>> begin
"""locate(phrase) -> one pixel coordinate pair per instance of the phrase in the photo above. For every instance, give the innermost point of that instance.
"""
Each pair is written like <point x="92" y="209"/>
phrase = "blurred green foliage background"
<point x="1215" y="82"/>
>> end
__Stated task__.
Rewrite the records, replacing "innermost" with "central" and leaving everything else the same.

__Task solution__.
"""locate(phrase) -> one pixel coordinate pair per instance of the phrase in the photo above. For every instance, give the central point of that instance.
"""
Each pair is written like <point x="92" y="209"/>
phrase = "blurred green foliage background"
<point x="1215" y="82"/>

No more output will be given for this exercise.